**Problem:** Revise the records below so that every "For your reference" becomes "As a guide", with nothing else altered.

**Extracted information:**
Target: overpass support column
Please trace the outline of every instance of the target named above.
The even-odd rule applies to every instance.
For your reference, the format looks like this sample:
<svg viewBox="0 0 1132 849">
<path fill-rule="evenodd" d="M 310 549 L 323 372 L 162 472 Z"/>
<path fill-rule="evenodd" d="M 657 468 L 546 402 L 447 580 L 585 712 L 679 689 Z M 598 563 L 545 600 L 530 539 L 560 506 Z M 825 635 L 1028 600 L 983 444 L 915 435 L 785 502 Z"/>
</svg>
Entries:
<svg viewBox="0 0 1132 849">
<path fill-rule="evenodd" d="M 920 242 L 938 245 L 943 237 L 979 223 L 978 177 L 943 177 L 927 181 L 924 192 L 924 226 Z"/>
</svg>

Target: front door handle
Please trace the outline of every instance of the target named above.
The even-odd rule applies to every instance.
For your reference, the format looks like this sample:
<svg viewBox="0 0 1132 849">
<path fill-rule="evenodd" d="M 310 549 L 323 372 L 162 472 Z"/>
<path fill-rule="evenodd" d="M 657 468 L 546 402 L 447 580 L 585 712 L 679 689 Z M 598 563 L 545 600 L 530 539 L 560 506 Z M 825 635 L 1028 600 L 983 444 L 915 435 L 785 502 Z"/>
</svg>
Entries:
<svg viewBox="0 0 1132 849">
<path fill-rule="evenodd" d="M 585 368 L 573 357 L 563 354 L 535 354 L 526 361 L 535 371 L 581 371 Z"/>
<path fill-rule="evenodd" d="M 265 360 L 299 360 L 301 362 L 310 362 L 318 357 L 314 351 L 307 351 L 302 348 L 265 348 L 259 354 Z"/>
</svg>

**Finished answer:**
Target: overpass support column
Please trace the outline of every instance of the target named above.
The even-odd rule applies to every instance.
As a guide, the format looks like this sample:
<svg viewBox="0 0 1132 849">
<path fill-rule="evenodd" d="M 310 549 L 323 372 L 162 472 Z"/>
<path fill-rule="evenodd" d="M 657 468 L 546 402 L 447 580 L 585 712 L 679 689 Z M 598 563 L 545 600 L 530 539 L 560 506 Z M 825 635 L 1028 600 L 983 444 L 915 435 L 785 502 Z"/>
</svg>
Entries:
<svg viewBox="0 0 1132 849">
<path fill-rule="evenodd" d="M 920 242 L 938 245 L 943 237 L 979 223 L 978 177 L 943 177 L 927 181 L 924 192 L 924 226 Z"/>
</svg>

Target: front door handle
Please trace the outline of every instance of the target named above.
The even-odd rule applies to every instance.
As a guide, the format looks like this sample:
<svg viewBox="0 0 1132 849">
<path fill-rule="evenodd" d="M 310 549 L 323 372 L 162 472 Z"/>
<path fill-rule="evenodd" d="M 657 468 L 546 402 L 447 580 L 585 712 L 679 689 Z M 598 563 L 545 600 L 530 539 L 560 506 Z M 825 635 L 1028 600 L 983 444 L 915 435 L 785 502 Z"/>
</svg>
Entries:
<svg viewBox="0 0 1132 849">
<path fill-rule="evenodd" d="M 585 368 L 573 357 L 563 354 L 535 354 L 526 361 L 535 371 L 581 371 Z"/>
<path fill-rule="evenodd" d="M 265 360 L 299 360 L 301 362 L 310 362 L 318 357 L 314 351 L 307 351 L 302 348 L 265 348 L 259 354 Z"/>
</svg>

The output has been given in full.